▸ **Supplied information**

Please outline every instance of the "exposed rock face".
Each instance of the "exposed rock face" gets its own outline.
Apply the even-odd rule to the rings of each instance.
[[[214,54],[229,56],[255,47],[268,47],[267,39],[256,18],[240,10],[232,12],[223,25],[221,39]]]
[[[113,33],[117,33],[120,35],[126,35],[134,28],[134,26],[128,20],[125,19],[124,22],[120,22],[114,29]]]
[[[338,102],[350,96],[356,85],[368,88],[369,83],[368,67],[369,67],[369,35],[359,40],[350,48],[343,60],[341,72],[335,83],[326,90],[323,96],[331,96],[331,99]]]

▸ **Given task**
Please rewrite the entries with "bare cliff face" substituted for each occurrence of "exposed rock face", keeping every other character the same.

▸ **Task output**
Please outline every instance of the "bare cliff face".
Each instance of the "bare cliff face" gets its own outline.
Apply the even-odd rule to the rings of each instance.
[[[214,54],[229,56],[255,47],[268,47],[267,39],[256,18],[240,10],[232,12],[223,25],[221,39]]]
[[[113,33],[117,33],[120,35],[126,35],[134,28],[134,26],[128,20],[125,19],[124,22],[120,22],[114,29]]]
[[[338,102],[350,96],[356,85],[368,88],[369,83],[368,67],[369,67],[369,35],[359,40],[350,48],[343,60],[341,72],[335,83],[326,90],[323,96],[331,96],[331,99]]]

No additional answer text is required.